- _TASKS_
A. In the business studies notes, what is the primary motive usually attributed to the private sector?
B. Update the business studies notes: rewrite everything from "1. Introduction: The" down to "the public sector.", putting "simultaneous presence" in place of "coexistence".
C. Write what comes next in the business studies notes, starting after their last line.

- _SELECTED EXTRACT_
..............................

Class 11 Business Studies Notes Chapter 3 (Private; Public and Global Enterprises) – Business Studies Book

Business Studies
Detailed Notes with MCQs of Chapter 3: 'Private, Public and Global Enterprises'. This is a crucial chapter, not just for your Class 11 understanding, but also because questions frequently appear from this section in various government exams. We need to understand the different forms of business organisations that operate within our mixed economy.

Chapter 3: Private, Public and Global Enterprises - Detailed Notes for Government Exam Preparation

1. Introduction: The Indian Economic Context

  • India operates as a Mixed Economy, meaning it features the coexistence of both the private sector and the public sector.
  • Private Sector: Businesses owned, managed, and controlled by individuals or groups of individuals. The primary motive is usually profit maximisation.
  • Public Sector: Businesses owned, managed, and controlled wholly or partly by the Central or State Government. The primary motive often includes social welfare along with earning returns.
  • Global Enterprises (MNCs): Huge industrial organisations which extend their industrial and marketing operations through a network of their branches or affiliates in several countries.

2. Private Sector Enterprises

These are forms of organisation predominantly driven by private ownership and profit motives.

  • (a) Sole Proprietorship:

    • Definition: Owned, managed, and controlled by a single individual.
    • Features: Single ownership, Full control, Unlimited liability (personal assets at risk), No separate legal entity (owner and business are one), Undivided risk, Ease of formation and closure.
    • Merits: Quick decision-making, Confidentiality, Direct incentive (all profits to owner), Sense of accomplishment, Ease of formation/closure.

..............................

- _INFORMATION SUPPLIED_
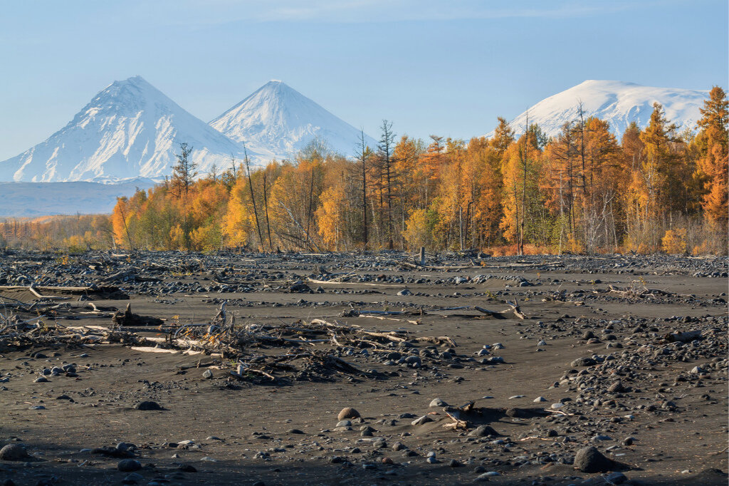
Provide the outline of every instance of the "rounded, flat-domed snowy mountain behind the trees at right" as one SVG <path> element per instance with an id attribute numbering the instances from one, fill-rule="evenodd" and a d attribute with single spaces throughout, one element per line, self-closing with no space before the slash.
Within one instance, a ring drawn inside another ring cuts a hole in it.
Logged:
<path id="1" fill-rule="evenodd" d="M 701 117 L 698 110 L 708 97 L 708 90 L 653 88 L 633 82 L 587 80 L 539 101 L 515 117 L 511 126 L 516 133 L 523 133 L 529 115 L 530 125 L 537 123 L 548 136 L 555 136 L 564 123 L 577 118 L 577 107 L 582 102 L 585 118 L 606 120 L 613 133 L 621 136 L 633 121 L 641 128 L 647 126 L 653 103 L 658 101 L 672 123 L 682 128 L 695 128 L 696 120 Z M 487 136 L 492 135 L 493 132 Z"/>

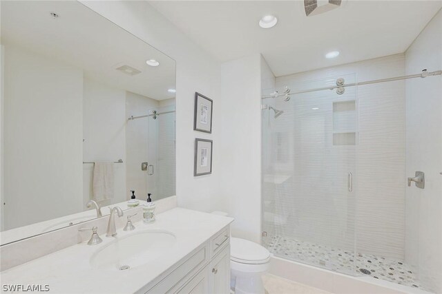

..............................

- _ANSWERS TO THE PROBLEMS_
A. Profit maximisation.

B.
1. Introduction: The Indian Economic Context

  • India operates as a Mixed Economy, meaning it features the simultaneous presence of both the private sector and the public sector.

C.
    • Limitations: Limited financial resources, Limited managerial ability, Unlimited liability, Uncertain life (depends on owner's health/life), Limited scope for expansion.
    • Exam Relevance: Often tested on 'unlimited liability' and 'no separate legal entity'.
  • (b) Partnership:

    • Definition: Governed by the Indian Partnership Act, 1932. An association of two or more persons who agree to share profits of a business carried on by all or any of them acting for all (mutual agency).
    • Features: Agreement (oral or written - Partnership Deed is recommended), Two or more persons (Min 2, Max 50 as per Companies Misc. Rules 2014), Lawful business, Profit sharing ratio, Unlimited liability (jointly and severally), Mutual agency (each partner is principal and agent).
    • Merits: Ease of formation/closure, More funds available (than sole prop.), Balanced decision making, Sharing of risks.
    • Limitations: Unlimited liability, Limited resources (compared to company), Possibility of conflicts, Lack of continuity (affected by death/insolvency of partner), Lack of public confidence (accounts not published).
    • Exam Relevance: 'Mutual agency' and 'unlimited liability' are key concepts. The maximum number of partners is important.
  • (c) Hindu Undivided Family (HUF) Business / Joint Hindu Family Business:

    • Definition: Found only in India, governed by Hindu Law. Business owned and carried on by members of a Hindu Undivided Family.
    • Features: Formation (at least two members, ancestral property), Membership by birth, Liability (Karta - unlimited; Coparceners - limited to their share in property), Control rests with the Karta (eldest male member, now female also), Continuity (continues even after Karta's death). Governed by two schools of Hindu Law: Dayabhaga (West Bengal) and Mitakshara (Rest of India).
    • Merits: Effective control (by Karta), Continued existence, Limited liability of members (coparceners), Increased loyalty and cooperation.
    • Limitations: Limited resources (ancestral property), Unlimited liability of Karta, Dominance of Karta, Limited managerial skills (depends on Karta).
    • Exam Relevance: Karta's role and liability, membership by birth.
  • (d) Cooperative Society:

    • Definition: Governed by the Cooperative Societies Act, 1912 or respective State Cooperative Societies Acts. A voluntary association of persons who join together with the motive of welfare of the members.
    • Features: Voluntary membership, Separate legal entity (after registration), Limited liability (to the extent of capital contributed), Democratic control (One Member, One Vote principle), Service motive (primary), State control (must follow govt. regulations).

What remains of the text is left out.